#### Extrait de page ####
Avec plus de vingt ans d’histoire publique, le réseau est plus présent dans la vie de beaucoup de gens que la télé. Après le temps des promesses, c’est le temps des bilans (pour mieux tracer la route de tout ce qui nous reste à faire).
Le Net n’a pas changé le travail
Ne serait-ce que parce que les villes toujours plus grandes, ce qui n’est pas un mal en soi, engendrent toujours plus de transport quotidien. Des millions d’heures sacrifiées, sans que le numérique n’enraille cette folie, sauf pour quelques privilégiés. La promesse pour tous du travail à distance reste toujours aussi lointaine, non plus à cause de limitations technologiques, mais d’une réticence endémique des systèmes hiérarchiques à lâcher du lest.
Alors les rythmes de vie ne changent guère, sinon à forcer les commerces à ouvrir plus tard pour satisfaire des horaires fous déconnectés des cycles naturels. Même le rendez-vous du vingt heures en pâtit malgré l’apathie. Priorité aux transports physiques qui, quand ils deviennent collectifs, se transforment en bureaux mobiles.
#### Liste des entrées ####
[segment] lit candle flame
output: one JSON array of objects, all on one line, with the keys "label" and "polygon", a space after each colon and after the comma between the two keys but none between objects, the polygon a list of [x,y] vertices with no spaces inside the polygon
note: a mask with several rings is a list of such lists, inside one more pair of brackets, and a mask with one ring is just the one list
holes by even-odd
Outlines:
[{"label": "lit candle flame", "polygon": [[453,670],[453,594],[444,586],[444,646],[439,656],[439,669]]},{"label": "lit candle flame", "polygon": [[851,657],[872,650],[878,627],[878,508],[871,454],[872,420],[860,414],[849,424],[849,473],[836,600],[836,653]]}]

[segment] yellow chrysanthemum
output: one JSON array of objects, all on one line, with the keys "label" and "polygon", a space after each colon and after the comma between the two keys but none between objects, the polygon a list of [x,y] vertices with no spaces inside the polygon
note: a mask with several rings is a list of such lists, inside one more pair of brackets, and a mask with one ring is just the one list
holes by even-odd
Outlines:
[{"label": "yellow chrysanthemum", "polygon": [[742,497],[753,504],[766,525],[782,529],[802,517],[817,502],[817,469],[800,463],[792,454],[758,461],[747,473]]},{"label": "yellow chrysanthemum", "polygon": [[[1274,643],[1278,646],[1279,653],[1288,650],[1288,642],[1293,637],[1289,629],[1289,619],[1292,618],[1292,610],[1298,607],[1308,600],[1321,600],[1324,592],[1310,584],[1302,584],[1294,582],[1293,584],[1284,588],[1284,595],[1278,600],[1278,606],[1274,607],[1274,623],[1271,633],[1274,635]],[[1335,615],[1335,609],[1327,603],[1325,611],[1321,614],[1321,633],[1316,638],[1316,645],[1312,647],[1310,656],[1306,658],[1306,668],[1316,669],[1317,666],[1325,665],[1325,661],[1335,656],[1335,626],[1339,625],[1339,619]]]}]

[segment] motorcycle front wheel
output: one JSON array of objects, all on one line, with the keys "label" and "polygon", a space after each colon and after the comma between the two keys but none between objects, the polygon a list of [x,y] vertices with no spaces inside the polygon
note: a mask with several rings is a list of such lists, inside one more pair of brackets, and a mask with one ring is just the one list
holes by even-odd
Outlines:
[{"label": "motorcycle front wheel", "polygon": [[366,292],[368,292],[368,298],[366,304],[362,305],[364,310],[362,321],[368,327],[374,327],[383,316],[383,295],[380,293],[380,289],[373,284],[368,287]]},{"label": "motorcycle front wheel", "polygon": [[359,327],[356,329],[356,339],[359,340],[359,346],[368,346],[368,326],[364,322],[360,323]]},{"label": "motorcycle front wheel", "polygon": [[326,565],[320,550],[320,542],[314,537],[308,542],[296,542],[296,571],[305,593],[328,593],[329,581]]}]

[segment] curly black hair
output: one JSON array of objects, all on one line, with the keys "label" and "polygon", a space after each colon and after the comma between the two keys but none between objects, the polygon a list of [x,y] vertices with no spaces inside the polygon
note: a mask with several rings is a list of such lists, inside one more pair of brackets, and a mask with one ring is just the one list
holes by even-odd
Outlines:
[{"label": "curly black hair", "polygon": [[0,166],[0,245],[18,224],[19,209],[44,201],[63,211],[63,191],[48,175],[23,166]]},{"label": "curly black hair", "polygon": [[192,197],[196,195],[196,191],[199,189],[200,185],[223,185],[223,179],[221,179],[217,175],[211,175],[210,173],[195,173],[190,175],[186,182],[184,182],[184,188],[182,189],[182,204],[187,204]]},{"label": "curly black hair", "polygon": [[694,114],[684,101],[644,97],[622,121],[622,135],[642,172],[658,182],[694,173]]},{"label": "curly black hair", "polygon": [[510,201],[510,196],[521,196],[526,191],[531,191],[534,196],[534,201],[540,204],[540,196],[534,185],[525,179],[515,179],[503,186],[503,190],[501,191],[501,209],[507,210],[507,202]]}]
####
▶ Consigne 1:
D'après le texte sur le Net et le travail, qu'est-ce qui tient encore éloignée la promesse du travail à distance pour tous ?
▶ Consigne 2:
Poursuivez le texte sur le Net et le travail après sa dernière phrase.

▶ Réponse rédigée 1:
Une réticence endémique des systèmes hiérarchiques à lâcher du lest, et non plus des limitations technologiques.

▶ Réponse rédigée 2:
Le Net n’a pas changé notre niveau de bonheur
Ne serait-ce que parce qu’il exige de nous toujours plus de présence. Bien sûr, la faute en revient à chacun de nous. Toujours quelqu’un en ligne, toujours quelqu’un disponible pour étancher notre soif de socialité, quitte à nous contenter d’une socialité à minima.
Nous nous gargarisons de likes et retweets. J’ai dû me sevrer quelques mois pour m’immuniser de cette surenchère et résister à l’envie de recevoir toujours plus de « je t’aime » ou « je te déteste ».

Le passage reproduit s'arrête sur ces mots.